Igniting a Spark in the high desert of Nevada—sounds dangerous, right?

Editor’s Note: This is a guest post written by Sarah Gobbs-Hill, an Education Program Coordinator at the Terry Lee Wells Nevada Discovery Museum in Reno, Nevada. A member of our Spark!Lab National Network, The Discovery has been home to the first Spark!Lab off the National Mall for just over a year.

Here in Reno, Nevada we like to do things a little different. So when a group of people decided to bring a discovery museum to the downtown area just south of the casinos, critics were a bit skeptical. “Who’s going to bring their family down there?” they said. But after seven years of fundraising, planning and construction, the Terry Lee Wells Nevada Discovery Museum (The Discovery) was born. The Discovery boasts 26,000 square feet of gallery space including a two-story climbing structure, a glass wall for the ephemeral painting made by fingers, an 85 foot-long river, and a lab for sparking the innovation held within the minds of those living in, and visiting, Northern Nevada.

The Spark!Lab Smithsonian at The Discovery has had an estimated 115,000 visitors in the first year, which is a lot for a city of just under a quarter million residents. In the museum’s first year, 10,000 students visited Spark!Lab as part of a school fieldtrip; for those interested teachers we created a specific fieldtrip class focused on collaboration and the principles of invention. Children and parents have shrieked with delight at the most shocking of our exhibits in Spark!Lab—Ben Franklin is a popular person in our space. We have added circuitry dough to our collection of activities, which allows us to create electric sculptures. We have invited our visitors to invent or redesign shoes, housing, transportation, and toys. A few of the best inventions by visitors so far have been a fan extravaganza (15 fans running off of snap circuits!); bionic biology (a robotic horse game that can be used to teach about anatomy); and a  toy-suck-a-rooni (a vacuum cleaner that sucks up toys without damaging them to leave a clean room). We never cease to be amazed by the creativity of the members of our community.

-------

■ **Exercise requirements**
Extend the guest post about Spark!Lab at the Nevada Discovery Museum, starting right after its final sentence.

-------

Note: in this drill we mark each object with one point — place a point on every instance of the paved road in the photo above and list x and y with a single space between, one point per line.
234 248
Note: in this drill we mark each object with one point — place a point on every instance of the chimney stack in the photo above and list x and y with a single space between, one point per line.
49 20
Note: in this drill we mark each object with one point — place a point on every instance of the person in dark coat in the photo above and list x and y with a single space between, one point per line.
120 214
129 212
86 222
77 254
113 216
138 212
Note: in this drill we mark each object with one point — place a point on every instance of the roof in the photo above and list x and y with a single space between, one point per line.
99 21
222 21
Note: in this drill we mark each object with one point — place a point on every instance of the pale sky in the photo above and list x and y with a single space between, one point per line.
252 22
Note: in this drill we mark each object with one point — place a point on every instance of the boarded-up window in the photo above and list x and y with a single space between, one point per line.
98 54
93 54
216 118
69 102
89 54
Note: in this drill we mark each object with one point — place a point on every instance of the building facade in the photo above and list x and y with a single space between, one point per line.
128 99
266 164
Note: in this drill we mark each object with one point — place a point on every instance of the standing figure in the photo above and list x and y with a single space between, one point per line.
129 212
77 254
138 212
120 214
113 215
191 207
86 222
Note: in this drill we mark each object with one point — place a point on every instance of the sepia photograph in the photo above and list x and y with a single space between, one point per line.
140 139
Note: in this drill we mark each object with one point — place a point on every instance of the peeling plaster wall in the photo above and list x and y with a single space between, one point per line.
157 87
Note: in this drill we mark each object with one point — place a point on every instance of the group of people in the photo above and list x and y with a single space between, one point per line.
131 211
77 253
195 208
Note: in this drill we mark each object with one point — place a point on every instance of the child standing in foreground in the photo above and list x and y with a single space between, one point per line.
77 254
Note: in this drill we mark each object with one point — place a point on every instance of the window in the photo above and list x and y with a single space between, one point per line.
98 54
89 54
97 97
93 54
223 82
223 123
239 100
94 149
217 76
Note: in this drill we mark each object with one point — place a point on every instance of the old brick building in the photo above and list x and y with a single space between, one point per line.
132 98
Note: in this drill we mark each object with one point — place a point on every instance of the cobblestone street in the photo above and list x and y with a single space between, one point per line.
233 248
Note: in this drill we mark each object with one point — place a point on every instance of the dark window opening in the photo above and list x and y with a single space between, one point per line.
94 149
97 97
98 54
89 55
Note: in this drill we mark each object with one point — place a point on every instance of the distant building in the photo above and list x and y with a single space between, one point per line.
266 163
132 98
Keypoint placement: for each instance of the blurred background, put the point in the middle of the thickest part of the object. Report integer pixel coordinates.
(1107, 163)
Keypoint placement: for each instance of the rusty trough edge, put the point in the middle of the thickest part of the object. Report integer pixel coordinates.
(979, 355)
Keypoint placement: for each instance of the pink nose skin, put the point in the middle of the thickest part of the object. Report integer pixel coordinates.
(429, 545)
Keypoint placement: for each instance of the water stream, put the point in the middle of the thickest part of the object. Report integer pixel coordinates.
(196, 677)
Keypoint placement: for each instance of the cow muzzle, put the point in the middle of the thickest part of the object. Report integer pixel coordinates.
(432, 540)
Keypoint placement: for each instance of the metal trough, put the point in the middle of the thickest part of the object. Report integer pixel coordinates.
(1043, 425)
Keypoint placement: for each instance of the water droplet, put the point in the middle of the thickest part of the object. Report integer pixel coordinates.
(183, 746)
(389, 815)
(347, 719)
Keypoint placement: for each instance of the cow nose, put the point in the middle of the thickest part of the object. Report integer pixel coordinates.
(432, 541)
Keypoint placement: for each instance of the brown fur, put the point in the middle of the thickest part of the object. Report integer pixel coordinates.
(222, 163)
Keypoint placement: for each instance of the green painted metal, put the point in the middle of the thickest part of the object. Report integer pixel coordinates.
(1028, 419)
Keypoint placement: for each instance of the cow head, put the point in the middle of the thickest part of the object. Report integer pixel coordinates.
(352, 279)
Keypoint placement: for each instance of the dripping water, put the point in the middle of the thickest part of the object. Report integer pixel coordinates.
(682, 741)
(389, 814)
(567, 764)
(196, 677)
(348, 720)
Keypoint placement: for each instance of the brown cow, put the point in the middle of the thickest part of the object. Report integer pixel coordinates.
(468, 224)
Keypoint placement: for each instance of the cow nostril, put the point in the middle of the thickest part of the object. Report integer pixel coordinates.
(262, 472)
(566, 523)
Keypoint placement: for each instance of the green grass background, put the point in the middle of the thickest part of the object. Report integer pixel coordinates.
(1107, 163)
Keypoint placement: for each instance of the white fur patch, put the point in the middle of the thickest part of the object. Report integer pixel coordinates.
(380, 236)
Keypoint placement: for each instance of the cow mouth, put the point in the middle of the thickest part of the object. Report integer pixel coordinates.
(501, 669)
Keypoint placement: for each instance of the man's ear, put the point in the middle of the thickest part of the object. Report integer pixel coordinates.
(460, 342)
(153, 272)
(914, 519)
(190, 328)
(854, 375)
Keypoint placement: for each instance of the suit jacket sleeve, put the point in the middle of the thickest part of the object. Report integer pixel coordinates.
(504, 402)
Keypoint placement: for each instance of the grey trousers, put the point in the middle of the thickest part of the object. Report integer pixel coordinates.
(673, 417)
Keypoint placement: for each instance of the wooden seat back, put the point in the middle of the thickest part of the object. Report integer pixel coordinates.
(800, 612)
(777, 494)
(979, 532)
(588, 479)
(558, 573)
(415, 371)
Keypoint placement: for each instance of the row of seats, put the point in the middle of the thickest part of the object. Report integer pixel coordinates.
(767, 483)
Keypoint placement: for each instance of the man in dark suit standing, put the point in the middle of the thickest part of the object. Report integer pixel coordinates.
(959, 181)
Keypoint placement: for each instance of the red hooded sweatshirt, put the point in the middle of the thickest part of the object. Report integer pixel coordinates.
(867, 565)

-------

■ **Response**
As with all new organizations we are learning the best way to support and work with our community. With the Spark!Lab at The Discovery, we aim to support the creative minds living here who are pushing the boundaries and creating a different vision for our community. We have big plans for The Discovery’s Spark!Lab moving forward and we believe, by working with our community and providing experiences that make people say, ”what will they think of next?,” we can not only spark their interest in innovation, but ignite the fire that will lead to “Reno-vation” and contribute to continued changes in the cultural landscape here in Northern Nevada.